▸ **PAGE**
** Start **
At this juncture in the trial the court removed the jury and the following occurred :

“THE COURT: You are putting me in a position right now of discharging this *904 jury and placing him in custody for a psychiatric examination. You may step down? See if you can get Doctor Sher on the phone ? (To Clerk)
“MR. COOPER: I would like to have a writ hearing, Your Honor. Are you holding him without bond ?
“THE COURT: I am holding him for Doctor Benjamin Sher, the County Psychiatrist, to come here and examine him.
(At this time a call is made to Dr. Sher, but his secretary advised that Dr. Sher was not available at the moment.)
“THE COURT: When you were on direct examination by your attorney you said that you were paranoid; what does that mean?
“DEFENDANT: ‘Paranoid’ is being afraid of things, just plain fear.
“THE COURT: Do you think that at the time of this incident, whether you intended to take the billfold or not, at that time did you know what you were doing ?
“A. No sir, I don’t think so. I was sick then.
“THE COURT: You were sick ?
“DEFENDANT: Yes.
“THE COURT: And you are no longer sick now, is that what you are saying?
** End **
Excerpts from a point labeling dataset
** Start **
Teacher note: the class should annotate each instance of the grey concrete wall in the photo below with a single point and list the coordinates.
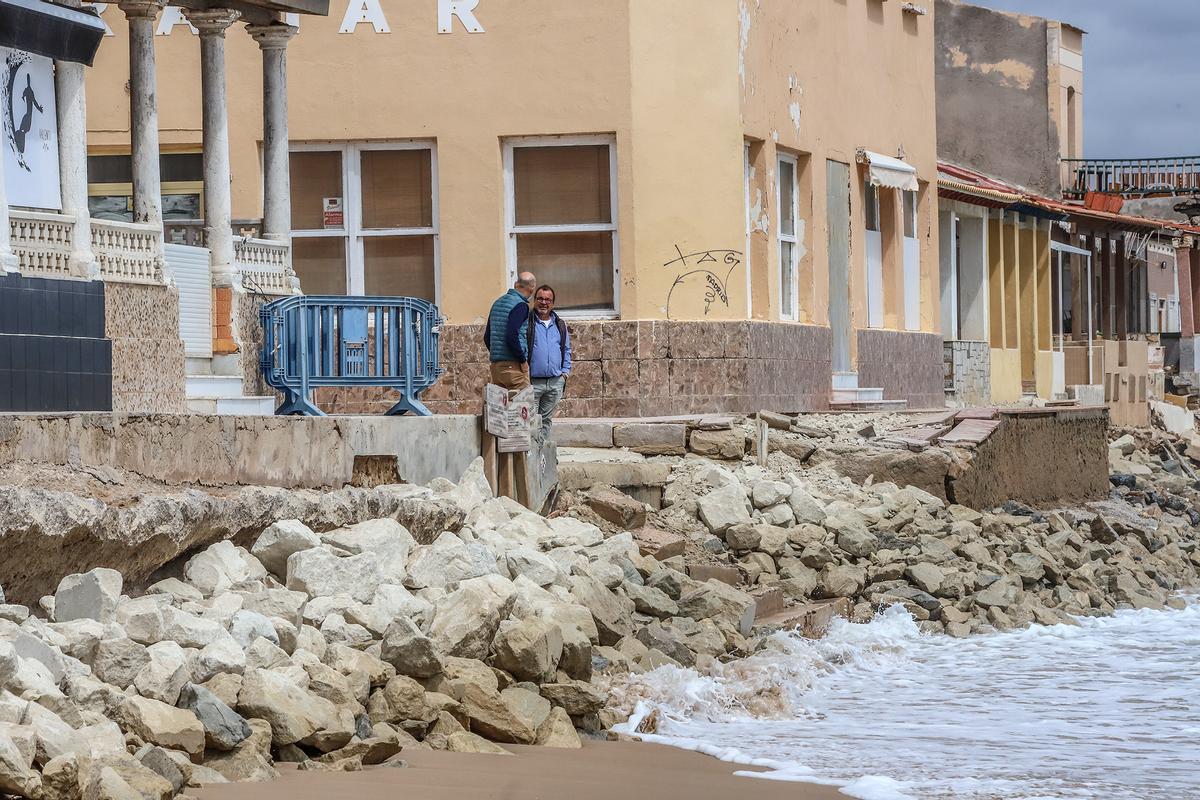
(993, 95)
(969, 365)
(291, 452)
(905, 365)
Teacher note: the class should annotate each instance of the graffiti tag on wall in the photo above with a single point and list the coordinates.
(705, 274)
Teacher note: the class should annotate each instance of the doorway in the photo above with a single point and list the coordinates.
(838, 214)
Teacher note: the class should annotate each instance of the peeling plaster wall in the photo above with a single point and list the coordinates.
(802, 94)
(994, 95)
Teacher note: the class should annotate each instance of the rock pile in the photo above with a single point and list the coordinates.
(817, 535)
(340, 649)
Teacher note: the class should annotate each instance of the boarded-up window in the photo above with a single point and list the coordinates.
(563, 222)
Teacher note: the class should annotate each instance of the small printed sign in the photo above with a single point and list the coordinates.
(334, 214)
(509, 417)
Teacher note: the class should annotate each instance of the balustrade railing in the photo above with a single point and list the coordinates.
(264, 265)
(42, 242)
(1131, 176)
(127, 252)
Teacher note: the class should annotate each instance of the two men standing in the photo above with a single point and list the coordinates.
** End **
** Start **
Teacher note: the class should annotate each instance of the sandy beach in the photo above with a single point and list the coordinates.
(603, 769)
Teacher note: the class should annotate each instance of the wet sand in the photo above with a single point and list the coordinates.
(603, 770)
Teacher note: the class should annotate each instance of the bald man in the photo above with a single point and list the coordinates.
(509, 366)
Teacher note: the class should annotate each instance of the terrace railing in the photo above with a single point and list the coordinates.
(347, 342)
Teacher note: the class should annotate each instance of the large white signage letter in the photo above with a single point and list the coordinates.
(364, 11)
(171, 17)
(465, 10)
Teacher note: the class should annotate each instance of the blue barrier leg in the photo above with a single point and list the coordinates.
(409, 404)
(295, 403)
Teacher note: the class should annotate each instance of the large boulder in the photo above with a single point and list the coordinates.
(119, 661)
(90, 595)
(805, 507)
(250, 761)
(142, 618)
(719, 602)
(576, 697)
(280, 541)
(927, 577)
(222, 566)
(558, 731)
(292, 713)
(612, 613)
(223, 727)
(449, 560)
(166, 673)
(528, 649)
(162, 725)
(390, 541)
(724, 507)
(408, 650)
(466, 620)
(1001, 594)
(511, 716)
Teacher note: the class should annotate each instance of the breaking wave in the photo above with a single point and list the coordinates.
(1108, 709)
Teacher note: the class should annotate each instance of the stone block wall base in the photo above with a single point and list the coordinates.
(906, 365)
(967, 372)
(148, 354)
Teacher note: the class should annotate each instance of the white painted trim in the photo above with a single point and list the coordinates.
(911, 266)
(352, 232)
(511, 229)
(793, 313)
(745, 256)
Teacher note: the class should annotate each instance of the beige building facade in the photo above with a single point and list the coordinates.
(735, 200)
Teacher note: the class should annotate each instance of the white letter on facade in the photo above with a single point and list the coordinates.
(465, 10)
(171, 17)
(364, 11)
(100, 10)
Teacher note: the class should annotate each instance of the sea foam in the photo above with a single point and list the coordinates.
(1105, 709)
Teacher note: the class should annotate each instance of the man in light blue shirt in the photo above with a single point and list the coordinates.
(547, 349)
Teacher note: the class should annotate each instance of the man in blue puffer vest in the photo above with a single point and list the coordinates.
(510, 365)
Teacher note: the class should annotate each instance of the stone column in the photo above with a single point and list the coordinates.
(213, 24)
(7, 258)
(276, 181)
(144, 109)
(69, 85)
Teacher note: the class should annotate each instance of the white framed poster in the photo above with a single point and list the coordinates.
** End **
▸ **GIVEN REQUEST**
Can you write what comes next in the court transcript, starting right after the court asks whether the defendant is no longer sick? None of the material above has any bearing on this.

▸ **REPLY TO THE EXERCISE**
“A. Not at the present point of being, not as sick as I was. I went to the Psychiatric center at the Cullen Building, and I was in the Marine Corps, and I don’t think I can do things like that again.
“THE COURT: What did you do with the billfold?
“DEFENDANT: Threw it back at the man.
“THE COURT: Where did you get the billfold?
“DEFENDANT: Well Judge, I thought he was a homosexual.
“THE COURT: I heard what you said. You took it from his pocket, but you didn’t intend to keep it ?
“DEFENDANT: No sir, and I threw it back at him.
“THE COURT: Did you know at the time that you took it from him that it was wrong?
“A. No sir, I don’t think so.
“THE COURT: I will have to impanel another jury to determine if you are sane or not, and if you are found insane you will have to be committed. Do you understand that?
“DEFENDANT: Yes sir, I understand that.
(At this time there is a discussion at the bench after the prosecutor and the defense attorney approached the bench)
“THE COURT: All right, bring the Jury in, please?
(At this time the Jury is returned into the courtroom, and the following proceedings take place before the Court and Jury:)
“THE COURT: Anything else, gentlemen?
“MR. COOPER: At this time the Defense Rests, Your Honor.”

Thereafter, apparently as a result of an unrecorded conversation, the court advised the appellant his attorney had informed the court that the appellant wanted to change his plea to guilty and appellant agreed this was correct. The jury was discharged, the appellant entered his guilty plea, waived trial by jury and was properly admonished by the court as to the consequences of his plea, etc., in accordance with Article 26.13, Vernon’s Ann.C.C.P.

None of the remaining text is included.